[Text-to-region grounding data]
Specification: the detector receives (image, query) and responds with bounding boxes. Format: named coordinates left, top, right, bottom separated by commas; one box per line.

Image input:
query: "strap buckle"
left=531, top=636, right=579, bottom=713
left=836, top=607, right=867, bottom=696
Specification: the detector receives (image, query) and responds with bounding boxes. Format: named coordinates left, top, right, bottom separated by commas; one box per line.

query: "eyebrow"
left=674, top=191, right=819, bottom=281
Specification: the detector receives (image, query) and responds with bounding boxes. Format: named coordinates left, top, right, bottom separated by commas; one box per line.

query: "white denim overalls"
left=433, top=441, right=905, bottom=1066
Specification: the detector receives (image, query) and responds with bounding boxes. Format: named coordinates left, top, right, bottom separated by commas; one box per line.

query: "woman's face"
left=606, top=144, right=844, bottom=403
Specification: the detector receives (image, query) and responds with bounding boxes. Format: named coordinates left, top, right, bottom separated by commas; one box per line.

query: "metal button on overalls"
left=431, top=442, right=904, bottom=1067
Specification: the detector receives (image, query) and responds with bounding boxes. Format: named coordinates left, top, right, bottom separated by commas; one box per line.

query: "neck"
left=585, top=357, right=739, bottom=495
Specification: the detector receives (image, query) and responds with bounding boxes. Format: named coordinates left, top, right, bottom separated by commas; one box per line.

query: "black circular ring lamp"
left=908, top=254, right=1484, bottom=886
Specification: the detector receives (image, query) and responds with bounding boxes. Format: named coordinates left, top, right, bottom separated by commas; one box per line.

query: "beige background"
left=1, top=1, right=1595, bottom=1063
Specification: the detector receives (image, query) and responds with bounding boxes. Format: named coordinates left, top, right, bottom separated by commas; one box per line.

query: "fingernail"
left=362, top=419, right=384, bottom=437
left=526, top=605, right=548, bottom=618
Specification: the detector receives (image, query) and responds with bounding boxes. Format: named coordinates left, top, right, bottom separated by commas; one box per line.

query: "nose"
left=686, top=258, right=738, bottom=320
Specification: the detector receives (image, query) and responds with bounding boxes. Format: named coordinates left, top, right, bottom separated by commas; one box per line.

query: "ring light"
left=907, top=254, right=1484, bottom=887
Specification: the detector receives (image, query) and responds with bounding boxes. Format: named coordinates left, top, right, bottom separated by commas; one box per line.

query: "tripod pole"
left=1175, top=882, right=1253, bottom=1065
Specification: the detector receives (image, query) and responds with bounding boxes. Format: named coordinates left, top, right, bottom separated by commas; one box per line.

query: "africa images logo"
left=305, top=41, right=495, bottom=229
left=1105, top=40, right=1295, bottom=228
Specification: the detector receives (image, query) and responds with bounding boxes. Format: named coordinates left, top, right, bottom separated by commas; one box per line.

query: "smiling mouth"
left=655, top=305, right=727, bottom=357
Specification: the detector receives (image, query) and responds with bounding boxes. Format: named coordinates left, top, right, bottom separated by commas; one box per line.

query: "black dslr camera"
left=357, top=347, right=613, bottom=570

**WHAT YOU ARE ASKED TO DO**
Reproduce each entry above exactly, keeping every word.

**REPLY TO THE EXERCISE**
Specification: the detector receives (image, query) and responds with bounding boxes. Format: named coordinates left, top, right, bottom separated by commas; one box per line.

Image input:
query: "strap buckle"
left=531, top=636, right=579, bottom=713
left=836, top=607, right=867, bottom=696
Specification: the detector receives (image, query) and responds with bounding boxes. Format: named coordinates left, top, right, bottom separated by commas; one box per line.

query: "eyebrow"
left=674, top=191, right=819, bottom=281
Specification: the detector receives (image, query) and responds with bounding boxes. Format: named coordinates left, top, right, bottom separated by commas; one box per line.

query: "white denim overalls"
left=433, top=441, right=905, bottom=1066
Specification: the detector receives (image, query) and responds with bounding boxes. Format: named coordinates left, top, right, bottom separated by commas; one box per line.

query: "woman's face"
left=606, top=144, right=844, bottom=403
Specification: the detector receives (image, query) and responds with bounding boxes. Format: named coordinates left, top, right, bottom separated by commas; one box per line.

query: "metal button on overalls"
left=431, top=442, right=904, bottom=1067
Specification: the detector receives (image, query) and responds with bounding boxes. Format: named coordinates left, top, right, bottom separated by commas; one box per line.

query: "neck"
left=585, top=357, right=739, bottom=495
Specification: the detector receives (image, query) and responds with bounding boxes. Format: named coordinates left, top, right, bottom separated by commas; one box per line.

query: "black circular ring lamp"
left=908, top=254, right=1484, bottom=886
Specification: the detector receives (image, query) and responds with bounding boxes. Format: named coordinates left, top, right, bottom separated by commas; one box per line.

query: "beige background"
left=1, top=1, right=1595, bottom=1063
Specification: the detector receives (image, query) and responds with bounding boxes. Format: named coordinates left, top, right, bottom separated by commas; one box per line.

query: "fingernail"
left=362, top=419, right=384, bottom=437
left=526, top=605, right=548, bottom=618
Specification: the detector receives (image, query) and responds with bounding boxes. Format: named coordinates left, top, right, bottom separated by commas; one box per line.

query: "nose"
left=686, top=258, right=738, bottom=320
Specification: the detector receives (image, query) and responds with bounding boxes. Format: named coordinates left, top, right, bottom separated by commas; one box per line.

query: "ring light"
left=907, top=254, right=1484, bottom=887
Specification: the detector receives (image, query) and responds with bounding boxes. Format: named coordinates left, top, right, bottom separated by commas; one box per line.

query: "tripod pole"
left=1175, top=882, right=1253, bottom=1065
Specification: the detector receives (image, query) and responds with bounding boxes. Format: named coordinates left, top, right, bottom separated by commas; one box per line.

query: "africa images logo"
left=305, top=41, right=495, bottom=229
left=1105, top=40, right=1295, bottom=228
Specification: the detector receives (image, query) and responds with bounding boxes. Format: named coordinates left, top, right, bottom separated by commas; one box per line.

query: "smiling mouth"
left=655, top=305, right=727, bottom=357
Specification: the detector receives (image, query) and responds with bounding boxes. Format: named coordinates left, top, right, bottom separated by commas; one box per line.

query: "black dslr camera"
left=357, top=347, right=613, bottom=570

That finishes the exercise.